> **EXTRACT**
=-=-=
In the semi-trpytic searches, we are losing over half of the PSMs when we use MaxQuant. That is what I think is unacceptable science. We also see a relatively bigger loss of PSMs when going from 3% FDR to 1% FDR (we will talk about that below) for MaxQuant compared to PAW. Ironically, MaxQuant identifies considerably more PSMs in fully trpytic searches than semi-tryptic searches. That suggests that either the scoring function in Andromeda or the PSM FDR analysis cannot correctly deal with semi-tryptic search spaces (it could be both). We have to get more total PSMs when doing semi-tryptic searches for samples like these. That is just reality.

These samples have lower overall ID rates compared to the less demanding HeLa and yeast samples. We see a clear trend where MaxQuant performance degrades when the number of correct matches is a smaller fraction of all the scans. We often have samples with relatively few correct IDs in real world proteomics. MaxQuant’s poor (and variable ) performance with real world samples raises red flags.

What can we say about score distributions?

MaxQuant does not show you its score distributions (most black boxes are not see-through), but I can make some guesses from past experience with Mascot ion scores. Primary search scores have several major issues with score distributions. Correct and incorrect distributions often have a lot of overlap. We can also have asymmetric distribution shapes. The common cases are a right-hand tail to the incorrect distribution and a left-hand tail to the correct distribution.
=-=-=
> **RECORD EXCERPTS**
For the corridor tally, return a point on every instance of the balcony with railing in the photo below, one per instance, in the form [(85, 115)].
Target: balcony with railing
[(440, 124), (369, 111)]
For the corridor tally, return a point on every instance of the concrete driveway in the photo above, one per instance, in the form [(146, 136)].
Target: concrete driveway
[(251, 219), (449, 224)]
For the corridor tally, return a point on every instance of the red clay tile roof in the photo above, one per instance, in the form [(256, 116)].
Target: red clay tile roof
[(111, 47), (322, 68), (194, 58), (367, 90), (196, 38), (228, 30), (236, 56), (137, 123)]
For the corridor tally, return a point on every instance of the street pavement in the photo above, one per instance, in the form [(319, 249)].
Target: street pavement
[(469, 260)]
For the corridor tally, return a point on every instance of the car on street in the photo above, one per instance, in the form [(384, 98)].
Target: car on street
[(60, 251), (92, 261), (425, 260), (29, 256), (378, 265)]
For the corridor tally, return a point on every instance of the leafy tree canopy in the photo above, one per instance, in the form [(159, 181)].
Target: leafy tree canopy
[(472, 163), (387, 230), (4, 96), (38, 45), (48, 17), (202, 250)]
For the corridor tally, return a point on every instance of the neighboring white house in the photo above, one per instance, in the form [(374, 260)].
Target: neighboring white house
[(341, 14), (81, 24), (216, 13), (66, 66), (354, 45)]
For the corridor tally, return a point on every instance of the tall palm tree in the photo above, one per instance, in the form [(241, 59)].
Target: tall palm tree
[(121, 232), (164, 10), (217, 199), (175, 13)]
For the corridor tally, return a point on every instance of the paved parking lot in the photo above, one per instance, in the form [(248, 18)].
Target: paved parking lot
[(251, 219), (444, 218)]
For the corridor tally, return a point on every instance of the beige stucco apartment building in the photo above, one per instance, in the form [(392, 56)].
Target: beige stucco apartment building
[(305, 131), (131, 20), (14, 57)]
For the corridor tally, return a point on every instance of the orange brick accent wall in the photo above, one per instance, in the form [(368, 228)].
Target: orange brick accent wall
=-=-=
> **THE TASKS**
1. Answer from the MaxQuant extract:
(a) How many of the PSMs are lost in semi-tryptic searches when MaxQuant is used?
(b) Which samples are described as less demanding, with higher overall ID rates?
(c) What are the two common cases of asymmetric score distribution shapes?
2. Please resume the MaxQuant extract from the point where it stops.
The entries are separate from the MaxQuant extract.

> **ANSWERS TO THE EXERCISE**
1.
(a) Over half of the PSMs.
(b) The HeLa and yeast samples.
(c) A right-hand tail to the incorrect distribution and a left-hand tail to the correct distribution.

2.
Classifier functions often transform score metrics to make distribution shapes more symmetric in addition to improving the distance between the distributions.

MaxQuant-like score distributions

This is an exaggerated primary score distribution case where we have a lot of overlap in the distributions and the incorrect distribution has a long right-hand tail. We would have to set a 1% FDR cutoff at a high score to control the incorrect score distributions right-hand tail. When we have high overlap, then there can be a lot of blue area between the 1% and 3% cutoffs (cross-hatched area). That can result in a lot poorer recovery at more strict FDR cutoffs. We will also have a more significant degradation in performance when the red distribution is relatively larger compared to the blue distribution.

PAW-like score distributions

Classifier functions (kind of search engine meta-scores) tend to look more like this. We have distributions with better shapes and the distributions are better separated (less overlap). These cases are less affected by 1% or 3% cutoffs. They are also more independent of the relative sizes of the two distributions. This is something we have all known for more than a decade.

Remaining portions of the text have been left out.